◆ **Exercise text**
****************************************
Toshiba’s ABWR features include:

  • A single-cycle, forced circulation boiling water reactor
  • Internal recirculation pumps to enhance safe operations while reducing plant size, cost and maintenance
  • A long-lived reactor pressure vessel using forged rings instead of welded plates
  • Multiple-integrated emergency core cooling systems to protect against possible loss-of-coolant situations
  • Thermally efficient, higher output turbine generator.

Four Toshiba 1,300 MW ABWRS are operating in Japan, with seven more on order.

“When we evaluated the technologies, only one of the technologies had been built before and had an operating life—the ABWR has 12 years—only one had been built on time and on budget—the ABWR has been built four times on time and on budget—and only one technology had an active certification with the NRC,” said Steve Winn, CEO, Nuclear Innovation North America LLC (NINA), a partnership between NRG Energy and Toshiba. “The AP1000 was certified by the NRC but has had some significant engineering changes to it since certification.”

G.E. Economic Simplified Boiling Water Reactor (ESBWR)
****************************************
◆ **Tasks to perform**
**a.** From the nuclear reactor text, please list every feature of Toshiba's ABWR that appears in the bulleted list.
**b.** Continue the nuclear reactor text from its final line, the heading about the G.E. ESBWR.
The records have nothing to do with this.

Collected data entries
****************************************
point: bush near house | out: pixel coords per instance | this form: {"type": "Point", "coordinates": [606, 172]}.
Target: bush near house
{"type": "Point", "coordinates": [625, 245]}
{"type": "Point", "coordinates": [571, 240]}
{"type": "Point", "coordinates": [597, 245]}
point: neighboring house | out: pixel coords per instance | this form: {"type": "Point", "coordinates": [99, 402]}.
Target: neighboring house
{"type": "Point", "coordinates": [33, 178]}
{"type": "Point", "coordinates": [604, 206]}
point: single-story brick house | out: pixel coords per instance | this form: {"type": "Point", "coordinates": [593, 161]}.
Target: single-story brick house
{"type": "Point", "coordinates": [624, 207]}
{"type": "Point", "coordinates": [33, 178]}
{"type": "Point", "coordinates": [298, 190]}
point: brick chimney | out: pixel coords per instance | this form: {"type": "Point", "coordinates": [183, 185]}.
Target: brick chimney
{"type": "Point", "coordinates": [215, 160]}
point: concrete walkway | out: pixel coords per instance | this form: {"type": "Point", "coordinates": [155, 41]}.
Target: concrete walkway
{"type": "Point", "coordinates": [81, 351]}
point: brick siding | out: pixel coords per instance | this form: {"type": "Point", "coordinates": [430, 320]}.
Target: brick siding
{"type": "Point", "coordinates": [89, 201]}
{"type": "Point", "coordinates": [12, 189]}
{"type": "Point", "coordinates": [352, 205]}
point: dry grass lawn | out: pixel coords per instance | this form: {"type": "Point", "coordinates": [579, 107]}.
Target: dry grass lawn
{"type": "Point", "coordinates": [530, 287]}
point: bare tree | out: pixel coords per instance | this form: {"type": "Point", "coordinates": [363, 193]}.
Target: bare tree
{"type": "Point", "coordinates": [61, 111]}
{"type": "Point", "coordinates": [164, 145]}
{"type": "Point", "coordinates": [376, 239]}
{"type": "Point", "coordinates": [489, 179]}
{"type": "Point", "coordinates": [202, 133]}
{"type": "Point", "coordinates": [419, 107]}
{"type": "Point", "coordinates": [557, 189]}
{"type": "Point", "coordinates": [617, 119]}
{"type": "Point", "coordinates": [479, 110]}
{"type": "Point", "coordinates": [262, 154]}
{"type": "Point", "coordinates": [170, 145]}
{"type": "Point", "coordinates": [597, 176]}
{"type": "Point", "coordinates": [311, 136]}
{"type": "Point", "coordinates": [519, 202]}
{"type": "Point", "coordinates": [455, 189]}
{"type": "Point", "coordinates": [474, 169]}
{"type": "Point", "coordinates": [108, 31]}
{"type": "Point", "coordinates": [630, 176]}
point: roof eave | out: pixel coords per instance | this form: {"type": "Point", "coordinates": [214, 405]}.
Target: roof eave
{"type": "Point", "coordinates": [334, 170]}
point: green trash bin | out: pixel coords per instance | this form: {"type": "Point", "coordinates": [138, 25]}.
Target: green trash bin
****************************************
◆ **Responses by task**
**a.**
- A single-cycle, forced circulation boiling water reactor
- Internal recirculation pumps to enhance safe operations while reducing plant size, cost and maintenance
- A long-lived reactor pressure vessel using forged rings instead of welded plates
- Multiple-integrated emergency core cooling systems to protect against possible loss-of-coolant situations
- Thermally efficient, higher output turbine generator

**b.**
GE Hitachi Nuclear Energy’s (GEH) ESBWR is the next evolution of advanced Boiling Water Reactor (BWR) technology. The design has been simplified to improve safety and economics and increase plant security.


Schematic of the GEH ESBWR. Image, Nuclear Regulatory Commission.
Click here to enlarge image

The ESBWR features a passive safety design. Its simplified reactor design should translate into faster construction and lower costs; GEH estimates a 42-month construction schedule.

Features of the 1,520 MW ESBWR include:

  • The elimination of 11 systems from previous designs
  • Passive design features, such as passive containment cooling
  • Incorporation of operationally proven BWR features such as isolation condensers, natural circulation and debris-resistant fuel
  • 25 percent fewer pumps, valves and motors.

A GEH-designed Gen III+ reactor, the ESBWR is currently in the U.S. NRC Design Certification process.

“The COLA applications that we put into the NRC for both Grand Gulf and River Bend were for the ESBWR … We’ve delayed our projects, mainly because we couldn’t get anywhere with our vendors as far as coming to terms with moving forward with the ESBWR, [so] we’re backing up to look at all the technologies that are out there,” said Mike Kansler, president and chief nuclear officer, Entergy Nuclear.